==== PAGE EXTRACT ====

Building a Real-Time GitHub PR Monitor (That Actually Works)
I spent 2 months building a PR monitoring system. Here's what I learned about tracking 200+ pull requests across 25 repositories.
The Problem
I contribute to open source. A lot. At one point I had 30+ open PRs across different repos — Node.js, Python, Pillow, asyncapi, you name it.
The problem? I had no idea what was happening with them.
- Did a maintainer leave a review comment?
- Did CI fail on a rebased branch?
- Was my PR superseded by someone else's?
- Did it get merged while I wasn't looking?
GitHub sends email notifications, but they're noisy, delayed, and easy to miss in an inbox full of other stuff.
I needed something better.
What I Tried (And Why It Failed)
Attempt 1: GitHub Webhooks
Set up a webhook receiver that listens for pull_request events.
Problem: You need to register webhooks per-repo. I don't have write access to most repos I contribute to. And maintaining a public webhook endpoint that handles auth correctly is annoying.
Verdict: Only works for your own repos.
Attempt 2: GitHub Actions + Slack
A scheduled workflow that checks PR status and posts to Slack.
Problem: Rate limits (5000/hour sounds like a lot until you're polling 200 PRs every 5 minutes). Also, Actions has a cold start delay of 1-5 minutes, which defeats the purpose of "real-time."
Verdict: Works but slow and eats into rate limits.
Attempt 3: Polling the GraphQL API
The GitHub GraphQL API lets you query multiple PRs in a single request. Much more efficient than REST.
query ($owner: String!, $name: String!) {
repository(owner: $owner, name: $name) {
pullRequests(states: OPEN, first: 20, orderBy: {field: UPDATED_AT, direction: DESC}) {
nodes {
number
title
state
createdAt
updatedAt
reviews(last: 5) { nodes { author { login }, state, body } }
comments(last: 3) { nodes { author { login }, body, createdAt } }
statusCheckRollup { state }
mergeable
labels { nodes { name } }
}
}
}
}
This was the winner.

==== DATA PROVIDED ====

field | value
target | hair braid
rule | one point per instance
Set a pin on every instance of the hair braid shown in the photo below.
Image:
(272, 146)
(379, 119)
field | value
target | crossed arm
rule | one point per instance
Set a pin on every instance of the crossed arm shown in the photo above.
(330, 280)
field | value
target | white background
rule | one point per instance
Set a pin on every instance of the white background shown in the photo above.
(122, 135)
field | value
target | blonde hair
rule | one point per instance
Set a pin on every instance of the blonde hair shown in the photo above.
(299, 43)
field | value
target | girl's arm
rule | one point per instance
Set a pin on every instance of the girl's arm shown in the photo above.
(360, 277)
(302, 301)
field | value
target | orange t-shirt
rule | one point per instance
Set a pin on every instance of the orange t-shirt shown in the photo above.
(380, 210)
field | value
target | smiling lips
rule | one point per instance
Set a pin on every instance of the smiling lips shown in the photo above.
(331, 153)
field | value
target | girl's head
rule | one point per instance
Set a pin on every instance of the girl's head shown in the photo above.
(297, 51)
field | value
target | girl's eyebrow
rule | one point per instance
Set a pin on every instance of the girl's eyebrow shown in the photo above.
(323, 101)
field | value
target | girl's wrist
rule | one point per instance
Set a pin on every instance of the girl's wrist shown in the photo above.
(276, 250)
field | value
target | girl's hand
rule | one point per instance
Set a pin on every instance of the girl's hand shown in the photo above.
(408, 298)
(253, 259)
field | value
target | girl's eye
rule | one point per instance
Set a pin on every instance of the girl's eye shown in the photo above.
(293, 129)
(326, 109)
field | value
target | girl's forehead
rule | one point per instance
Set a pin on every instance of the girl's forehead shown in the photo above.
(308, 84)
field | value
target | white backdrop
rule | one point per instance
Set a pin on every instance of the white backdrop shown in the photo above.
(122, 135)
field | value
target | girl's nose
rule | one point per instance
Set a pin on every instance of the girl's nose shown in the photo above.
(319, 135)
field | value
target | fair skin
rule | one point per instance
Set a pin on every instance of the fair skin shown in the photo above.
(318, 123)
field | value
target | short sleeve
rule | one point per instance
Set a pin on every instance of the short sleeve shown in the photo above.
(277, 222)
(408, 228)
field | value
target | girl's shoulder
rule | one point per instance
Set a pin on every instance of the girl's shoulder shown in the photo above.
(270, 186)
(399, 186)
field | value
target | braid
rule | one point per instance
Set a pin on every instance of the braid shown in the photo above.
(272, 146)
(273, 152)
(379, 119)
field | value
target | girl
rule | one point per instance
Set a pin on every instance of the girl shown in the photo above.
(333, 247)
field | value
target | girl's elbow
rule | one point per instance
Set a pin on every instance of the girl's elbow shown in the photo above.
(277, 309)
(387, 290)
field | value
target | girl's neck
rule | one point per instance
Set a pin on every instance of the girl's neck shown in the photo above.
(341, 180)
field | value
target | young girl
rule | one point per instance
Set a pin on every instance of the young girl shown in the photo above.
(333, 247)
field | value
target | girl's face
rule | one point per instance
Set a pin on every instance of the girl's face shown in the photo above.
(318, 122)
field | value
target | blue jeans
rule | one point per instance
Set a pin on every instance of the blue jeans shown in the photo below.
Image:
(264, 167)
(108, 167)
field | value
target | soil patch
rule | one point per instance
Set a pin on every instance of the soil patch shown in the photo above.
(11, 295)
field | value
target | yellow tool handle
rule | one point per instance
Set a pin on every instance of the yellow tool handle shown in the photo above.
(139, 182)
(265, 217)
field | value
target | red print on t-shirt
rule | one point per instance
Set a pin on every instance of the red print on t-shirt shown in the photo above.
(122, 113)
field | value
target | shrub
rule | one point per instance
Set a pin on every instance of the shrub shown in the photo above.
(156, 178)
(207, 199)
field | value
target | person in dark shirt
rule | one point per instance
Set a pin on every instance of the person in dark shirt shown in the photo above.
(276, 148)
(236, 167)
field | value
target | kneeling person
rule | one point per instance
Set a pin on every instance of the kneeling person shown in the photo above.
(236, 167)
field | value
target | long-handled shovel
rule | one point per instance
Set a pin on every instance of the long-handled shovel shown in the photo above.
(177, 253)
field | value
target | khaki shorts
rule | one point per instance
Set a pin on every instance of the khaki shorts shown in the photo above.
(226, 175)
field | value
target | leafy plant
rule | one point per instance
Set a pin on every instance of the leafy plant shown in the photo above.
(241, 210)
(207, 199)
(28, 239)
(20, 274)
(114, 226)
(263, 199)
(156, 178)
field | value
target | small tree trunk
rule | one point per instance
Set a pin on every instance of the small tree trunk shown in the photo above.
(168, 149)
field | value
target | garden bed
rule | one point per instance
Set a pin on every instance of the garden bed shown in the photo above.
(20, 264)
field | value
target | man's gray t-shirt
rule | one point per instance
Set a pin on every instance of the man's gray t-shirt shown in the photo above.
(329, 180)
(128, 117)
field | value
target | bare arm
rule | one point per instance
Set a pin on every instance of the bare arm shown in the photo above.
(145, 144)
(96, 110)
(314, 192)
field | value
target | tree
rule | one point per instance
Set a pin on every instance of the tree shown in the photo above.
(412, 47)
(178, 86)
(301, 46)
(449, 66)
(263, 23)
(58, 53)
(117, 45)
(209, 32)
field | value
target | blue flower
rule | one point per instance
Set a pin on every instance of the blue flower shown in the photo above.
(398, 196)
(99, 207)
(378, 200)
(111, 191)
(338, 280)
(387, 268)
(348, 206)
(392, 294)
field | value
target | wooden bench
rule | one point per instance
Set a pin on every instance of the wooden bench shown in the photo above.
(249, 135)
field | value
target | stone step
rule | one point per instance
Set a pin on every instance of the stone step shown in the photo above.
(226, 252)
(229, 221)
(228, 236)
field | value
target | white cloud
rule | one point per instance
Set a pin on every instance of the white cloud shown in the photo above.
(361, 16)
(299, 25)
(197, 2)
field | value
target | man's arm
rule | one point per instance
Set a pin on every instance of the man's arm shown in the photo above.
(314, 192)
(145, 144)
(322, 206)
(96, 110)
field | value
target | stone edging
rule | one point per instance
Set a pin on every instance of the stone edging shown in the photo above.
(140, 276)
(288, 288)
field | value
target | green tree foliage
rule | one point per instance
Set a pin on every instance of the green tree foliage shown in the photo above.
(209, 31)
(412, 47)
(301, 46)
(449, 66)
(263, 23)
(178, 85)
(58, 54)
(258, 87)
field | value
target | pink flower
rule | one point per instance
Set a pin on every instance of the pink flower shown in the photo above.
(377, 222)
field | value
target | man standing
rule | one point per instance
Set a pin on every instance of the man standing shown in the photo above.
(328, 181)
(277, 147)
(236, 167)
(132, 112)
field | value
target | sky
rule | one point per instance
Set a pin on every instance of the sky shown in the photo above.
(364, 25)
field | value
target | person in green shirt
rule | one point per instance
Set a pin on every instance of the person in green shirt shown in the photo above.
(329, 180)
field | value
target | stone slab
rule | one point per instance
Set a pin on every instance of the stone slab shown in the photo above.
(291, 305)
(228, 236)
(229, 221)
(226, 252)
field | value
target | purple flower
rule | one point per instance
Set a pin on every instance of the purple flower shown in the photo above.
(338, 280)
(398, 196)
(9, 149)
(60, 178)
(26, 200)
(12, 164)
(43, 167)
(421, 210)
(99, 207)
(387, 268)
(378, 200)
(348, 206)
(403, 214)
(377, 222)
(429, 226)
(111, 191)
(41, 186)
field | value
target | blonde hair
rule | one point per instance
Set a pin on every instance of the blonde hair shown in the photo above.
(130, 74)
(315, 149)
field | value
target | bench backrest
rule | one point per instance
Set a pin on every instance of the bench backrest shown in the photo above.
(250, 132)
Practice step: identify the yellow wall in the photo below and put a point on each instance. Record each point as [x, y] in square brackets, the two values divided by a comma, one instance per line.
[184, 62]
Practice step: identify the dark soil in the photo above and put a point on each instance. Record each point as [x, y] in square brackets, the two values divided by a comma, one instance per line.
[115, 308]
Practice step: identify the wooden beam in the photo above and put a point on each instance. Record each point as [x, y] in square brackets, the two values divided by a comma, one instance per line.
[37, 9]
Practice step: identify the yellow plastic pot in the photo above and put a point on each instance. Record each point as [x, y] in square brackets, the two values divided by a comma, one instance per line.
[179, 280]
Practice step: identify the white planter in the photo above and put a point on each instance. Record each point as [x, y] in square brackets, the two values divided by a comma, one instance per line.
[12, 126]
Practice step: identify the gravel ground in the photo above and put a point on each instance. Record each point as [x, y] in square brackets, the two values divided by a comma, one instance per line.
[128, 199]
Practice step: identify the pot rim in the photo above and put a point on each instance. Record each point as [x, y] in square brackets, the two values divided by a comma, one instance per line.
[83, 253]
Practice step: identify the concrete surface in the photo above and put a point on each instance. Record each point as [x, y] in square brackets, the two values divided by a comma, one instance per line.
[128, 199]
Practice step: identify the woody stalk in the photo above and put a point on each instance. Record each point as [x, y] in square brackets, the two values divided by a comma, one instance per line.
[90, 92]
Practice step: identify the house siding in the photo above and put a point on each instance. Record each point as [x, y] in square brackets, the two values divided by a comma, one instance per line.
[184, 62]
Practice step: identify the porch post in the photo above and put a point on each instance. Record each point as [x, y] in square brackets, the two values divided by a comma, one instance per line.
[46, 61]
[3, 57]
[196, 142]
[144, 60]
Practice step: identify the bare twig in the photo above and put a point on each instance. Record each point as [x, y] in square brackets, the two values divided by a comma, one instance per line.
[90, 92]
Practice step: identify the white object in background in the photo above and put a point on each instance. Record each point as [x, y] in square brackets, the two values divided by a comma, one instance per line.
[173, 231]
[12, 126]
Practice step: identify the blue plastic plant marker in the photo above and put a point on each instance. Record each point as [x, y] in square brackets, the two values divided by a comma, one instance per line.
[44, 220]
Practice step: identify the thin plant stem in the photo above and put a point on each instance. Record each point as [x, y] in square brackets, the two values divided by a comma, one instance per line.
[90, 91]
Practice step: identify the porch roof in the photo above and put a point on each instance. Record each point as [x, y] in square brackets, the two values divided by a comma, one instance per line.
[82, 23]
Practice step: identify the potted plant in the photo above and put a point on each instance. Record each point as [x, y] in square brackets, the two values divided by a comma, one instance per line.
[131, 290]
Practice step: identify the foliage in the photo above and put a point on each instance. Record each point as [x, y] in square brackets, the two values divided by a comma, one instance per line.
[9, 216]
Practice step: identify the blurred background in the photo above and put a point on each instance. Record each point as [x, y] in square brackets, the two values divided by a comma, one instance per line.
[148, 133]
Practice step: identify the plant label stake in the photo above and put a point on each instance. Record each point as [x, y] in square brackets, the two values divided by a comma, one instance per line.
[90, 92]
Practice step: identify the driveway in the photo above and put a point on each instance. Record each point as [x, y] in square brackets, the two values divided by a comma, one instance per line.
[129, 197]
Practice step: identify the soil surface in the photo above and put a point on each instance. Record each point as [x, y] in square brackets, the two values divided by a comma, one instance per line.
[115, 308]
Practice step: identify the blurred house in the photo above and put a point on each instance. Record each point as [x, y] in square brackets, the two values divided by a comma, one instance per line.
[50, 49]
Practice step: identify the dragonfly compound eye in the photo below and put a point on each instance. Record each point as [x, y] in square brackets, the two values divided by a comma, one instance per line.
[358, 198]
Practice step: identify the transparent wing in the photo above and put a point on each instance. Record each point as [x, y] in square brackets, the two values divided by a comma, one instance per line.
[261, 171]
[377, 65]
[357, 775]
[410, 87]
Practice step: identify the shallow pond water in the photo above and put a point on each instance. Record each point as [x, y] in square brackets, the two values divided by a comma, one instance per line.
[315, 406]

====

** EXERCISES **
[a] Repeat the passage of the GitHub PR monitor article starting at "Attempt 1: GitHub" and ending at "efficient than REST.".
[b] In the GitHub PR monitor article, how long a cold start delay does GitHub Actions have?
[c] Supply the next part of the GitHub PR monitor article, picking up after its final sentence.

** PER-TASK ANSWERS **
[a]
Attempt 1: GitHub Webhooks
Set up a webhook receiver that listens for pull_request events.
Problem: You need to register webhooks per-repo. I don't have write access to most repos I contribute to. And maintaining a public webhook endpoint that handles auth correctly is annoying.
Verdict: Only works for your own repos.
Attempt 2: GitHub Actions + Slack
A scheduled workflow that checks PR status and posts to Slack.
Problem: Rate limits (5000/hour sounds like a lot until you're polling 200 PRs every 5 minutes). Also, Actions has a cold start delay of 1-5 minutes, which defeats the purpose of "real-time."
Verdict: Works but slow and eats into rate limits.
Attempt 3: Polling the GraphQL API
The GitHub GraphQL API lets you query multiple PRs in a single request. Much more efficient than REST.

[b] 1-5 minutes.

[c]
The Final Architecture
┌─────────────────────────────────────────────┐
│ Monitoring Server │
│ │
│ ┌──────────┐ ┌───────────┐ ┌────────┐ │
│ │ Scheduler │──▶│ GraphQL │──▶│ Parser │ │
│ │ (cron) │ │ Fetcher │ │ │ │
│ └──────────┘ └───────────┘ └───┬────┘ │
│ │ │
│ ┌───────▼──────┐│
│ │ State Compare ││
│ │ (diff vs last)││
│ └───────┬──────┘│
│ │ │
│ ┌─────────────────┼───────┤│
│ ▼ ▼ ▼│
│ ┌──────────┐ ┌──────────┐ ┌──┴──┐│
│ │ Log File │ │ Alert │ │State ││
│ │ (JSONL) │ │ Trigger │ │File ││
│ └──────────┘ └──────────┘ └─────┘│
└─────────────────────────────────────────────┘
Key Design Decisions
1. JSONL Log Format
Every poll cycle appends one line to a log file:
{"ts":1715847200,"repo":"nodejs/node","pr":63040,"state":"OPEN","reviews":1,"ci":"SUCCESS","mergeable":true,"last_event":"review"}
{"ts":1715847100,"repo":"python-pillow/Pillow","pr":9581,"state":"OPEN","reviews":0,"ci":"SUCCESS","mergeable":true,"last_event":null}
Why JSONL? Append-only (no file locking issues), grep-friendly, easy to parse.
2. Diff-Based Event Detection
Don't alert on every poll. Only alert when something CHANGES:
function detectEvents(current, previous) {
const events = [];
for (const [key, pr] of current) {
const old = previous.get(key);
if (!old) continue;
// New review?
if (pr.reviews > old.reviews) {
events.push({ type: 'REVIEW', pr, repo: pr.repo });
}
// CI status changed?
if (pr.ci !== old.ci && pr.ci === 'FAILURE') {
events.push({ type: 'CI_FAIL', pr, repo: pr.repo });
}
// No longer mergeable?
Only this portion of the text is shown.